● Excerpts from a point labeling dataset
↓
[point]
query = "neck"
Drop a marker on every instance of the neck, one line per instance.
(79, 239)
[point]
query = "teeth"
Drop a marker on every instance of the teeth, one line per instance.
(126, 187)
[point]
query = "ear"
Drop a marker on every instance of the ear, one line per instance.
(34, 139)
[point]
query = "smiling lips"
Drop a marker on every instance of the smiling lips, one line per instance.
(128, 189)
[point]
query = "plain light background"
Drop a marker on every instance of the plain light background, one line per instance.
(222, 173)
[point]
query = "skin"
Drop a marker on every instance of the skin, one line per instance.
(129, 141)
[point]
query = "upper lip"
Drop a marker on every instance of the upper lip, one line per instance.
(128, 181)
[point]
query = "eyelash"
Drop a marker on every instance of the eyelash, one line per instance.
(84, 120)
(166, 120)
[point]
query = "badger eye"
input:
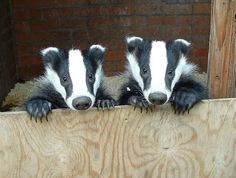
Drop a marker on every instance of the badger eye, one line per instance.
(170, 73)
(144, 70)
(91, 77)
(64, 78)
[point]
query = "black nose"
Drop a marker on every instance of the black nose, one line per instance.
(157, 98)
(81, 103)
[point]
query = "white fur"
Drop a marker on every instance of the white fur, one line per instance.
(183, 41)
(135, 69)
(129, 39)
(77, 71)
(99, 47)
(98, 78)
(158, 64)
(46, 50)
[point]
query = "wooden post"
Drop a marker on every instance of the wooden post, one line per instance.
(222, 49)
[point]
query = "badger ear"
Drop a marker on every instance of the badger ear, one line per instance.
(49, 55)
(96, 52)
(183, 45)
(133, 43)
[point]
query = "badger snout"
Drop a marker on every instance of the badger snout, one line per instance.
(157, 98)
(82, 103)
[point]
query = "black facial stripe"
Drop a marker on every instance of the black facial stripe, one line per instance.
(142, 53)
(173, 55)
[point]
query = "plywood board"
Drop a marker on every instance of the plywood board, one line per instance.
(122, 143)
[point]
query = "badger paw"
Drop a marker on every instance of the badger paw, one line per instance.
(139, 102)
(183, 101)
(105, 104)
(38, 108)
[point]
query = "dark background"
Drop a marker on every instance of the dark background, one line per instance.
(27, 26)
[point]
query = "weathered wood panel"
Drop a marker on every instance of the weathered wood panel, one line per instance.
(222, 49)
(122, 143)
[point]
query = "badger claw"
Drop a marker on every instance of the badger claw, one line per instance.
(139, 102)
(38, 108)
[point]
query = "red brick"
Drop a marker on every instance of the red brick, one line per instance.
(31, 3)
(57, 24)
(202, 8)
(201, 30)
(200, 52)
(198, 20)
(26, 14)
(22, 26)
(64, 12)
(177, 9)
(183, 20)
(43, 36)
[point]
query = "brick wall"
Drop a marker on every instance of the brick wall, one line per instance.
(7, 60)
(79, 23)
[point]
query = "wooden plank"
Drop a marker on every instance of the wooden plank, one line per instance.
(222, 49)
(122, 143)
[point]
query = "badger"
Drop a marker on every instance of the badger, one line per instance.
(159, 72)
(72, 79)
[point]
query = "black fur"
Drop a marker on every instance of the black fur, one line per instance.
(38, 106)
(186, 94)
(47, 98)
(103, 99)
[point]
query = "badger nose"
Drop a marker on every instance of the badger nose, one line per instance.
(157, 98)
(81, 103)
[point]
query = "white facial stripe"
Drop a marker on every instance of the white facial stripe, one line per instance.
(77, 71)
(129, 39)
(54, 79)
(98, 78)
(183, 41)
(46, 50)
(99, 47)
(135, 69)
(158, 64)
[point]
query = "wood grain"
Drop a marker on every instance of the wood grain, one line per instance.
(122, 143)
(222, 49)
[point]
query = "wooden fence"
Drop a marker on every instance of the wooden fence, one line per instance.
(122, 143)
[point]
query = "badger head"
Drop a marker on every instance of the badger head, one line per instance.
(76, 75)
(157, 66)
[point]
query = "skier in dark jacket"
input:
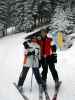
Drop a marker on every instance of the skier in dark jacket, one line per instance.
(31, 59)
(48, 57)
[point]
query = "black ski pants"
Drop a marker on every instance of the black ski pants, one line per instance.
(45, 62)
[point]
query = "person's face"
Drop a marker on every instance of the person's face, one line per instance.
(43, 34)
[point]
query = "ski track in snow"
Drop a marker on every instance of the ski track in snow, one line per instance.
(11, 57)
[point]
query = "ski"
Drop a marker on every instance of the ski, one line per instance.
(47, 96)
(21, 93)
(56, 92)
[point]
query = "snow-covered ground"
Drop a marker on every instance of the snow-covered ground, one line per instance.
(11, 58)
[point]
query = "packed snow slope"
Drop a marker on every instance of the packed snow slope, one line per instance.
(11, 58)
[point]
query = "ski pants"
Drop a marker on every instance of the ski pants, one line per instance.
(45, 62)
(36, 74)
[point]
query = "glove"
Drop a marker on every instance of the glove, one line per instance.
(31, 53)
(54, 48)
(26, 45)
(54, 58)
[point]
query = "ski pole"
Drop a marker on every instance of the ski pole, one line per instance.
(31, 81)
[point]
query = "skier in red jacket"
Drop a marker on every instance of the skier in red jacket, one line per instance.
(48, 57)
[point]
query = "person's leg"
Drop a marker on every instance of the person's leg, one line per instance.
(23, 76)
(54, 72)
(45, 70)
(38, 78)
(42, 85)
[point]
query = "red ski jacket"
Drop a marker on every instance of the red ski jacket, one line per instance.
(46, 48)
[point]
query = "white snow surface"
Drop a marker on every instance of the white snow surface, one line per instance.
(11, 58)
↑
↓
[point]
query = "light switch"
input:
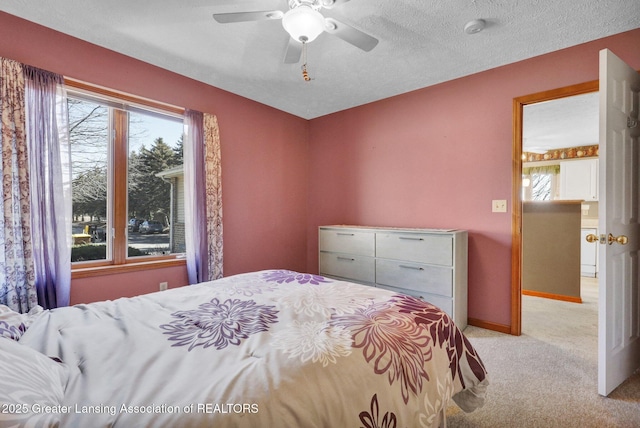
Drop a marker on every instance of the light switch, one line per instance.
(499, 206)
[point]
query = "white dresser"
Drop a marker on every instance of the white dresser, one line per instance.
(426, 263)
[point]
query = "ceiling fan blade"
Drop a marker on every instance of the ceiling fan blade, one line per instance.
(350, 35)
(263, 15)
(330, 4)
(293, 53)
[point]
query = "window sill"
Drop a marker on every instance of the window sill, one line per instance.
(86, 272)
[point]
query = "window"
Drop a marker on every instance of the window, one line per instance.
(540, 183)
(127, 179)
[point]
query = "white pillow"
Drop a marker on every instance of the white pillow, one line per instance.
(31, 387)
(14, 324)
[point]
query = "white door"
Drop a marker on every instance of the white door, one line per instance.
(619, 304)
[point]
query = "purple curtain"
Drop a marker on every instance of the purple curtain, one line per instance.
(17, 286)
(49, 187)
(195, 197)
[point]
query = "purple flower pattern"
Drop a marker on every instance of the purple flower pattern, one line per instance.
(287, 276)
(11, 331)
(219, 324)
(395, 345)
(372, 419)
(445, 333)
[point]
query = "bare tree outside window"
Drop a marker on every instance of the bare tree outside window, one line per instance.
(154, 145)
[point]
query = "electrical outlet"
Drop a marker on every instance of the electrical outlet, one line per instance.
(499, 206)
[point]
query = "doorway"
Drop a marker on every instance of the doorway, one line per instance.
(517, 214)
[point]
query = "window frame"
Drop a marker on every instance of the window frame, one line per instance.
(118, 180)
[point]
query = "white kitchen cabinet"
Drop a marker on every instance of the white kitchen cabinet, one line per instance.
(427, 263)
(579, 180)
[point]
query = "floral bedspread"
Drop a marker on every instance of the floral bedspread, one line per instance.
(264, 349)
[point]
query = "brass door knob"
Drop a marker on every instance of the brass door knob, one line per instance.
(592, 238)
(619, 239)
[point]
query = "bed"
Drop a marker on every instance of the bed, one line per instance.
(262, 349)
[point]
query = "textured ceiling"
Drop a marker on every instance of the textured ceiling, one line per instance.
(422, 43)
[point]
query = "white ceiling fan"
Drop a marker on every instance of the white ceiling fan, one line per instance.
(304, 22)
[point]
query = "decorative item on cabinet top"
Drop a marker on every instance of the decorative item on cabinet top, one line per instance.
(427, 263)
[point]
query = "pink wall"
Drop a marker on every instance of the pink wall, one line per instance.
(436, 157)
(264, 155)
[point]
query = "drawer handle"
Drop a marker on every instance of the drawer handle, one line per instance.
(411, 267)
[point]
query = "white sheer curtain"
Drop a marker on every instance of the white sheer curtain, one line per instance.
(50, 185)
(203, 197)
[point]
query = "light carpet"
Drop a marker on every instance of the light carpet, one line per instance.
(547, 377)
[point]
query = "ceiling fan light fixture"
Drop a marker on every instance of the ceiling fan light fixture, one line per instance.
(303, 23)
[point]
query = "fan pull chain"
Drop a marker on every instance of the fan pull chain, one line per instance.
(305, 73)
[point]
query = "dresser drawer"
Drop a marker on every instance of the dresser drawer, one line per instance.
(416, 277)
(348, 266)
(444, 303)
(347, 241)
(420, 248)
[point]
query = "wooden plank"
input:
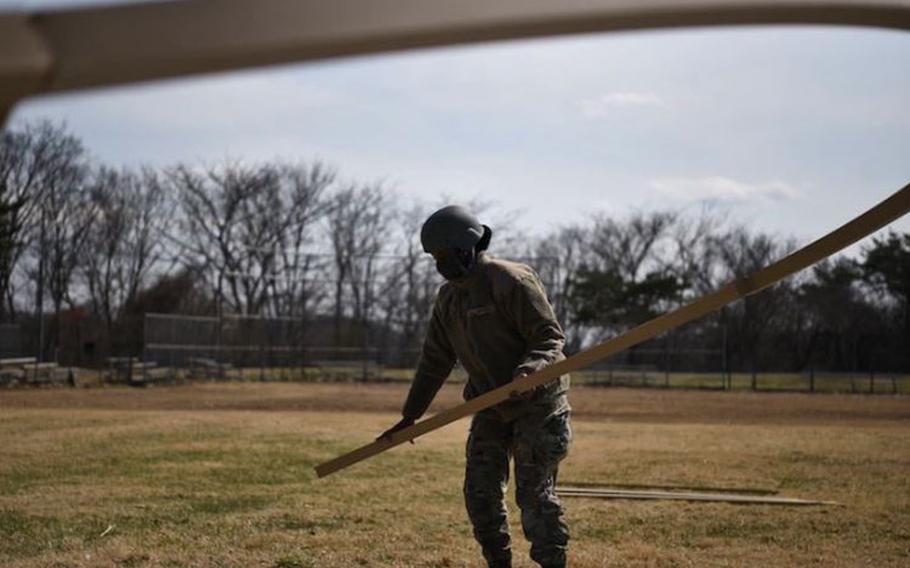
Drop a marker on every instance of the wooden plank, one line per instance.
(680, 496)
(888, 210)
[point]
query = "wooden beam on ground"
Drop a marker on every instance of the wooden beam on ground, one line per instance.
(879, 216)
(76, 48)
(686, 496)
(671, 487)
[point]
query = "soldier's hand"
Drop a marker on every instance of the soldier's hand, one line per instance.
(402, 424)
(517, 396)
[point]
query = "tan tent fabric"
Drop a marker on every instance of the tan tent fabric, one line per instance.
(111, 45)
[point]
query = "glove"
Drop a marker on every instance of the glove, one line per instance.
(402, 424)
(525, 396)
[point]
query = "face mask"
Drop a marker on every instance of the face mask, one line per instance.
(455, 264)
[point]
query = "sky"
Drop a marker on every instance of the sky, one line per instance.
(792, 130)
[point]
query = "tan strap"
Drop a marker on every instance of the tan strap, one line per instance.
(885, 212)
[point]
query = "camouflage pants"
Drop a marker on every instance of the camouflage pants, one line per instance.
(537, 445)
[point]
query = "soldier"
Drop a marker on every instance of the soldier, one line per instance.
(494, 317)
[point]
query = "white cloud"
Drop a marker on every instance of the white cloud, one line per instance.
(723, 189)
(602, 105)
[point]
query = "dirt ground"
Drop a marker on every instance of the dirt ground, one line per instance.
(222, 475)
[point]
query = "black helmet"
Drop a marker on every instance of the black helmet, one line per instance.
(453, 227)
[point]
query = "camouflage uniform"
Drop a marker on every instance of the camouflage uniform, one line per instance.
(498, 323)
↑
● PROBLEM TO SOLVE
Please count the lines in the items above that contain the word "drawer" and give only that number.

● THE RESPONSE
4